# Brief a:
In the multi-GPU pull request, rewrite the passage from "PR Reviewer Guide" to "use fd.execute instead.", renaming "FusionDefinition" to "FusionExecutor" throughout.

Add Multi-Gpu Support to Direct Python Bindings by rdspring1 · Pull Request #4689 · NVIDIA/Fuser

rdspring1 · 2025-06-27T05:12:07Z

This PR add MultiGpu Support to Direct Python Bindings.

PR Stack:

cc: @kshitij12345

github-actions · 2025-06-27T05:13:03Z

Review updated until commit fcfc80d

Description

Added Multi-GPU support to Direct Python Bindings
Introduced new files for multi-device features
Updated bindings to include multi-device functionalities
Removed redundant code from frontend module

Changes walkthrough 📝

Relevant files

Enhancement

11 files

distributed_tensor.cpp `Added Sharding and getOutputShardings functions`	+70/-0
bindings.cpp `Included multidevice/communicator and bindMultiDevice`	+5/-0
enum.cpp `Added ParallelType and CommunicatorBackend enums`	+20/-0
ir.cpp `Added parallelize, get_loop_domain, split, set_allocation_domain,` `set_device_mesh methods`	+83/-0
multidevice.cpp `Added bindings for Communicator, DeviceMesh, and Sharding`	+128/-0
runtime.cpp `Added inputs, outputs, and get_output_shardings methods`	+51/-0
multidevice_bindings.cpp `Updated DeviceMesh and Sharding bindings to module_local`	+3/-2
__init__.py `Added execute_with_dtensors function`	+36/-0
executor.h `Included runtime/fusion_kernel_runtime.h`	+1/-0
distributed_tensor.h `Updated namespace and included additional headers`	+9/-2
bindings.h `Added bindMultiDevice declaration`	+3/-0

Cleanup

3 files

distributed_tensor.cpp `Removed redundant Sharding functions`	+0/-35
fusion_definition.cpp `Removed redundant getOutputShardings function`	+1/-40
fusion_definition.h `Updated includes and removed redundant header`	+1/-1

Configuration changes

1 files

CMakeLists.txt `Updated source files list for multi-device support`	+2/-1

PR Reviewer Guide 🔍

Here are some key observations to aid the review process:

🧪 No relevant tests

⚡ Recommended focus areas for review

Possible Issue
The execute_with_dtensors function uses self.execute which is not defined in the FusionDefinition class. It should likely use fd.execute instead.

# Records to process:
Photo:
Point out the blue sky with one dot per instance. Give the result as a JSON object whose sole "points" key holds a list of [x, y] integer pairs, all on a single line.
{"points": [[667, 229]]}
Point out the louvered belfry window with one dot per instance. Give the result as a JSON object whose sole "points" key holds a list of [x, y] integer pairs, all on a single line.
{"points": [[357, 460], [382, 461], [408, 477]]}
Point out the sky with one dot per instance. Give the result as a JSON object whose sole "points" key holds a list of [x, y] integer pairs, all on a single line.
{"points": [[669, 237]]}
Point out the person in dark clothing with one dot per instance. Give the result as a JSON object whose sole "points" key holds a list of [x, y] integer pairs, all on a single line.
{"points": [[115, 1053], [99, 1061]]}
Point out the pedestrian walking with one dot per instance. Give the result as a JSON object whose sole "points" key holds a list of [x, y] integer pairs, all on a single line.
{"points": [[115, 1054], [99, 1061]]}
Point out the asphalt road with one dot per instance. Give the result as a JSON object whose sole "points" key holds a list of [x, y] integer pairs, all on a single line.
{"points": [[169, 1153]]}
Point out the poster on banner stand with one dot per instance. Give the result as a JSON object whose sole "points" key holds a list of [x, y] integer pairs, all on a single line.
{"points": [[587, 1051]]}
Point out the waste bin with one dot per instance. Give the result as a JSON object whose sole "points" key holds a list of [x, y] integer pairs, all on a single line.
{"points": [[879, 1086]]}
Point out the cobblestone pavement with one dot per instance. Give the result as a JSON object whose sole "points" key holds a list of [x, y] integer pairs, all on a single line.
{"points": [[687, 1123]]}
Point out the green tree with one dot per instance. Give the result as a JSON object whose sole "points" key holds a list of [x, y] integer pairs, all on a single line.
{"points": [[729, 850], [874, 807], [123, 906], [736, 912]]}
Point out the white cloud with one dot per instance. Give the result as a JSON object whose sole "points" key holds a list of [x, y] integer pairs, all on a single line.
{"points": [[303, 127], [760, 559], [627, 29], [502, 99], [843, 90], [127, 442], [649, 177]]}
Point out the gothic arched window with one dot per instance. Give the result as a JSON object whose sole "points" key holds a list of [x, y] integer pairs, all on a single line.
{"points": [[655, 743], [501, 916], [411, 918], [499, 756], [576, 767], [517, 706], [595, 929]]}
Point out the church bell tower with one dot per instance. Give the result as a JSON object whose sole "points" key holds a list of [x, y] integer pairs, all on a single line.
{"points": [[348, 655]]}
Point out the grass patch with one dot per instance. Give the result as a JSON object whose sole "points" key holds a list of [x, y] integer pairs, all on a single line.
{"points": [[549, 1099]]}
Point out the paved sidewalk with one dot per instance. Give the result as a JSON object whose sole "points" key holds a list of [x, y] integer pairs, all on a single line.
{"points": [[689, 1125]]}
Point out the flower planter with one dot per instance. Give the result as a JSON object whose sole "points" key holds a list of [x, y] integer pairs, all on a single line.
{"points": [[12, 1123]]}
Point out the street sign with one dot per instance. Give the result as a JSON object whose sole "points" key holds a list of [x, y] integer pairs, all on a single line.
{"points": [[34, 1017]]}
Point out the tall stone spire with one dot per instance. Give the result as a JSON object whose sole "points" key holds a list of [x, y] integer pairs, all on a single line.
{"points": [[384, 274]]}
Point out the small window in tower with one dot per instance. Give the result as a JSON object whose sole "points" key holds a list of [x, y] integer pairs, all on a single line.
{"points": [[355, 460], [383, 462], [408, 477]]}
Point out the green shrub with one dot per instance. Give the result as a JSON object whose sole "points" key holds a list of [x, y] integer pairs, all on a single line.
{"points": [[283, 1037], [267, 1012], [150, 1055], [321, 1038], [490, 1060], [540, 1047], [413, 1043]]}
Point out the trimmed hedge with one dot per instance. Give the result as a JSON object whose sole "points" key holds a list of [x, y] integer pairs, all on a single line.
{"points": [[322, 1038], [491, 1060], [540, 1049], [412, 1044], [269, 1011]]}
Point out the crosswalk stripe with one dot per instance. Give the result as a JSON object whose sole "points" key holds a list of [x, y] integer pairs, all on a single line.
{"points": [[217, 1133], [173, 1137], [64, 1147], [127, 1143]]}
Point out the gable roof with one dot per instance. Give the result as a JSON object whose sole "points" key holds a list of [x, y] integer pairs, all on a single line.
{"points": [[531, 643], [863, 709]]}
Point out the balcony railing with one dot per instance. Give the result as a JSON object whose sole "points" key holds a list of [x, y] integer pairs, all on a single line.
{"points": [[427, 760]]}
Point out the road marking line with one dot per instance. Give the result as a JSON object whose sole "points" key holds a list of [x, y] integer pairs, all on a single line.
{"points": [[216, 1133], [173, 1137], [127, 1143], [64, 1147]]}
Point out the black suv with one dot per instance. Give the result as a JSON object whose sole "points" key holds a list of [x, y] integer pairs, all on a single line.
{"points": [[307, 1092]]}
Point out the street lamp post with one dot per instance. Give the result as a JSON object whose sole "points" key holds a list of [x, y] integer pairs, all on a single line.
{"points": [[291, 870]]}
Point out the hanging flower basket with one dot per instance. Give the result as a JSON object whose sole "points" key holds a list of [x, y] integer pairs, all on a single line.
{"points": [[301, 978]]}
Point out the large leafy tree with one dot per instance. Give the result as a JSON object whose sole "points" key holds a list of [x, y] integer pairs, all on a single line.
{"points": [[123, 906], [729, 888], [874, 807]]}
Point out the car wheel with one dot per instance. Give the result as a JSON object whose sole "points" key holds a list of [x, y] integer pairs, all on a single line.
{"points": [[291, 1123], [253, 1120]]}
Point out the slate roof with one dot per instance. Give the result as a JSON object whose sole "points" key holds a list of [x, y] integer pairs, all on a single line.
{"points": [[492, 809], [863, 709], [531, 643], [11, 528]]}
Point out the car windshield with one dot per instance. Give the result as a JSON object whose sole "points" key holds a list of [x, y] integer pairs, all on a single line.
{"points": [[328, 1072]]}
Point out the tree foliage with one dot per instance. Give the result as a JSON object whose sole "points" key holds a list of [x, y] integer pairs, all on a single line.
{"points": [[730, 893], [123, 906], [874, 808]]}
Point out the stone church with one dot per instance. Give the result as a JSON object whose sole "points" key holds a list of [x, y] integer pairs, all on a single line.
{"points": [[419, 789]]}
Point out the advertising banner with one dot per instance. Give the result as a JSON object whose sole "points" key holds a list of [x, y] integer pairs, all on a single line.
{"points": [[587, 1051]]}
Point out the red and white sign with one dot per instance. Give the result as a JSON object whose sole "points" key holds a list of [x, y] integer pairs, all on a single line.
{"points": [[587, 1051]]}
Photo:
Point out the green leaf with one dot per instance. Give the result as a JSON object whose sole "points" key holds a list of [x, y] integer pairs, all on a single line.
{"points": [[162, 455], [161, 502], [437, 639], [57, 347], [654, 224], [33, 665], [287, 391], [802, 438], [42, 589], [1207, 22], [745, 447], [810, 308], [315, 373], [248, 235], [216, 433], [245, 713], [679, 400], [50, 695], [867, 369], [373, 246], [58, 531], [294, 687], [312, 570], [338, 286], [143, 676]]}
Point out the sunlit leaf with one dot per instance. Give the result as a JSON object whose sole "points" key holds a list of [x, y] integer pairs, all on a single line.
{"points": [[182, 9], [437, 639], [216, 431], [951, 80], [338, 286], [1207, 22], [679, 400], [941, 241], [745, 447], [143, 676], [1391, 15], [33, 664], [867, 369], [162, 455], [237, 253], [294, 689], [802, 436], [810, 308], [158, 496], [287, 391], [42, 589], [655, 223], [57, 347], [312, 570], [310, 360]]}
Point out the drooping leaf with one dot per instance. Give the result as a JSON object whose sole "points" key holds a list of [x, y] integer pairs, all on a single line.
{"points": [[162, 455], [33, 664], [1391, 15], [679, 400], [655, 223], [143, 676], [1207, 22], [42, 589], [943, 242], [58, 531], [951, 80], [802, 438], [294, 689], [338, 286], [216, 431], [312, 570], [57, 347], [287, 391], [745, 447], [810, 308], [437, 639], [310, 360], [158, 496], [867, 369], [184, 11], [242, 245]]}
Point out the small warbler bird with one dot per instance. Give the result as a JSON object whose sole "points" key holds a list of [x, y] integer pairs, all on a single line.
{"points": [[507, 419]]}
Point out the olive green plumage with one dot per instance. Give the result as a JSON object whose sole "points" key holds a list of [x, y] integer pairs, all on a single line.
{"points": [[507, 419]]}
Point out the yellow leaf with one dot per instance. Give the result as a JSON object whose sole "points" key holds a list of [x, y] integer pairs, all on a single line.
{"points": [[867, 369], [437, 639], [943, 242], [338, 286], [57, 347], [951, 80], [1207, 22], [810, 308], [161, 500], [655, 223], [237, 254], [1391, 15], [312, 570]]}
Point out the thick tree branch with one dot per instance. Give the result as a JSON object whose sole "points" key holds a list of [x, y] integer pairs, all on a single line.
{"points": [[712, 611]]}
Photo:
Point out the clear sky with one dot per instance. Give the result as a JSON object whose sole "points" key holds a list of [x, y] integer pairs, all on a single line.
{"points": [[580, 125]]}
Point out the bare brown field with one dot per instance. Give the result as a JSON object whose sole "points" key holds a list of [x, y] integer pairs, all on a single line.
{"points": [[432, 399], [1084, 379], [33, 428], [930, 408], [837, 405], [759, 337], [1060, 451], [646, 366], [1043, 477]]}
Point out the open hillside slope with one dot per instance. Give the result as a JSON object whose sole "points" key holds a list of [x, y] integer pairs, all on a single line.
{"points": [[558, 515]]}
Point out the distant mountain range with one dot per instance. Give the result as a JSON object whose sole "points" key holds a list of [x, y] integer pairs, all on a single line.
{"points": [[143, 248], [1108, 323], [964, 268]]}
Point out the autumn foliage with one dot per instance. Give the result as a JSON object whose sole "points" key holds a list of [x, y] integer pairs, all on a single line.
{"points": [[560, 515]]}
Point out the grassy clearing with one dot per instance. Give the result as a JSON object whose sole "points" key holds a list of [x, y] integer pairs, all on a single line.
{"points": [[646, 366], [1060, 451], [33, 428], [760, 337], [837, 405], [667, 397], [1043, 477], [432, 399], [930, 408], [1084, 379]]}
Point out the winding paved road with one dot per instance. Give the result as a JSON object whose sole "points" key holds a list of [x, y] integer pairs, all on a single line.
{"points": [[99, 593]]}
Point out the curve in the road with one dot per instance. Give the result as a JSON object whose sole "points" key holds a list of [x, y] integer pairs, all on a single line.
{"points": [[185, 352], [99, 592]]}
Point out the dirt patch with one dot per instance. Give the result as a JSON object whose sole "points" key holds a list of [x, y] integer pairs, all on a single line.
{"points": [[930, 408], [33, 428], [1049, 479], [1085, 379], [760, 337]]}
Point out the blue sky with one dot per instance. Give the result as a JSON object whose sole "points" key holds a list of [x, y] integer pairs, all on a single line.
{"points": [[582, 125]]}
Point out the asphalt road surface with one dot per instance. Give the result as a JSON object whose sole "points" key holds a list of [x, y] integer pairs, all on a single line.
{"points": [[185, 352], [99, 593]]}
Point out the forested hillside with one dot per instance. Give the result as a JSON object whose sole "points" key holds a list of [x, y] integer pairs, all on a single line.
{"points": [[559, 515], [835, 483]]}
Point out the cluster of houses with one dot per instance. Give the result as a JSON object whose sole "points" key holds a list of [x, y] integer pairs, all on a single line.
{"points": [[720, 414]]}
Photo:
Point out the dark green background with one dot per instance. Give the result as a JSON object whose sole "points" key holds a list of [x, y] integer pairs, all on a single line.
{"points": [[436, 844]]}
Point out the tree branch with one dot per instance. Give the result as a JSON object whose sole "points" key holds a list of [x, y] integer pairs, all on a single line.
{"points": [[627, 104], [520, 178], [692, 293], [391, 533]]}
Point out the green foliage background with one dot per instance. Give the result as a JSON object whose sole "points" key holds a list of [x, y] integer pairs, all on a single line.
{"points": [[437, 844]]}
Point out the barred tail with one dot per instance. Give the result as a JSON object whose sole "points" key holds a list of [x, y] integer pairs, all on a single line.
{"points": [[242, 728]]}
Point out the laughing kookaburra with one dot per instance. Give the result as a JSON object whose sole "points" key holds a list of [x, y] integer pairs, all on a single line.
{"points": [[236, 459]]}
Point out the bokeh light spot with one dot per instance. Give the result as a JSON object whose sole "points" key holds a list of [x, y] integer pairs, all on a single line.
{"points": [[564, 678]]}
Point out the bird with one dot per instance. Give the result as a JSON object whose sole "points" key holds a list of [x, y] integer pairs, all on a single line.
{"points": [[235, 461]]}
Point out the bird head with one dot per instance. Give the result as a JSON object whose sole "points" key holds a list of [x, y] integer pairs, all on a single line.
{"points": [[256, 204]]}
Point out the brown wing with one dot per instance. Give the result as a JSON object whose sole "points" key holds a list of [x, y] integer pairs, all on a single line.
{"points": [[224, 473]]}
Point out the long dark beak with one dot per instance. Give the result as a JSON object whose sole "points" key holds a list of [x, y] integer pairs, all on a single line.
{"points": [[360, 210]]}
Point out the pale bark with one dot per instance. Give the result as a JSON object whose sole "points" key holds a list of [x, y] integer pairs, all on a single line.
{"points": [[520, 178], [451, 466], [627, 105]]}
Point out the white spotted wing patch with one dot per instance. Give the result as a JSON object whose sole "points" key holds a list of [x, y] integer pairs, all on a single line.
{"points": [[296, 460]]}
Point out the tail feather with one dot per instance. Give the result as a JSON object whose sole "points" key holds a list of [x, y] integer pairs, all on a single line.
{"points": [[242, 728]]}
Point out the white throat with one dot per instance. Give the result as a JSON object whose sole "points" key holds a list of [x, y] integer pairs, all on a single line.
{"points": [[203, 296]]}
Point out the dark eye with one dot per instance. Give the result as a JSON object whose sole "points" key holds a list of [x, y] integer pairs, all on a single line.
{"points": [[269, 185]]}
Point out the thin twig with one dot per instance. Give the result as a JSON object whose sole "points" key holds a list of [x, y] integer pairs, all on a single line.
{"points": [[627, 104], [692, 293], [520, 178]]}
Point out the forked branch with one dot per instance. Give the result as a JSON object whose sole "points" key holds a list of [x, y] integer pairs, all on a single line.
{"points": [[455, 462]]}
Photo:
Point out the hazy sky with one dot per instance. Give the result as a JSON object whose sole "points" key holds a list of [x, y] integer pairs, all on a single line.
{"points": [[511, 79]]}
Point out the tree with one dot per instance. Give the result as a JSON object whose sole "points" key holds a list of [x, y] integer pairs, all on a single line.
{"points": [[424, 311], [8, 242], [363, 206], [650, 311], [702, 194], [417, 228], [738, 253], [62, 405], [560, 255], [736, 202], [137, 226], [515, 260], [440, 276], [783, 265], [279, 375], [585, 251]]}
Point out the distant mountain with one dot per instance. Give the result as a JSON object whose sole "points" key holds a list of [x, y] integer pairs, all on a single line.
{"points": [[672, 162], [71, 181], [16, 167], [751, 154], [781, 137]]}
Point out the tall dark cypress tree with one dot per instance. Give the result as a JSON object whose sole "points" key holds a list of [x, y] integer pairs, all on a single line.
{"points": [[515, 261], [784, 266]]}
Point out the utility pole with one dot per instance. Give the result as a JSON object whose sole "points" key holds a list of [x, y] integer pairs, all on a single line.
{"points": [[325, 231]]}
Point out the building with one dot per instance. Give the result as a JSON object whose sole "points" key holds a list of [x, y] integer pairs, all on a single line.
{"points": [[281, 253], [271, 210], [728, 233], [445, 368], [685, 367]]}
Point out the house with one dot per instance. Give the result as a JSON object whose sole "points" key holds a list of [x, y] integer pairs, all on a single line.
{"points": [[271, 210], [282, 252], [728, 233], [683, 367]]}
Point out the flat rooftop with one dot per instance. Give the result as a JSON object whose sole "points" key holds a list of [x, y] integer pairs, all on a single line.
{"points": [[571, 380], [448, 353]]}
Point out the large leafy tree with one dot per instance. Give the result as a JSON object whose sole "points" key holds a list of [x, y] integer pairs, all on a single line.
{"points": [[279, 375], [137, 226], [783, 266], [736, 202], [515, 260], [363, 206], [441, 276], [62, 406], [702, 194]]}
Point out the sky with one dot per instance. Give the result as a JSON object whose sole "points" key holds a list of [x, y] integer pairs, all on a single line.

# Brief b:
Extract each line of the records that includes the word "dark".

# Complete output a:
PR Reviewer Guide 🔍

Here are some key observations to aid the review process:

🧪 No relevant tests

⚡ Recommended focus areas for review

Possible Issue
The execute_with_dtensors function uses self.execute which is not defined in the FusionExecutor class. It should likely use fd.execute instead.

# Complete output b:
Point out the person in dark clothing with one dot per instance. Give the result as a JSON object whose sole "points" key holds a list of [x, y] integer pairs, all on a single line.
Point out the dark green background with one dot per instance. Give the result as a JSON object whose sole "points" key holds a list of [x, y] integer pairs, all on a single line.
Point out the long dark beak with one dot per instance. Give the result as a JSON object whose sole "points" key holds a list of [x, y] integer pairs, all on a single line.
Point out the dark eye with one dot per instance. Give the result as a JSON object whose sole "points" key holds a list of [x, y] integer pairs, all on a single line.
Point out the tall dark cypress tree with one dot per instance. Give the result as a JSON object whose sole "points" key holds a list of [x, y] integer pairs, all on a single line.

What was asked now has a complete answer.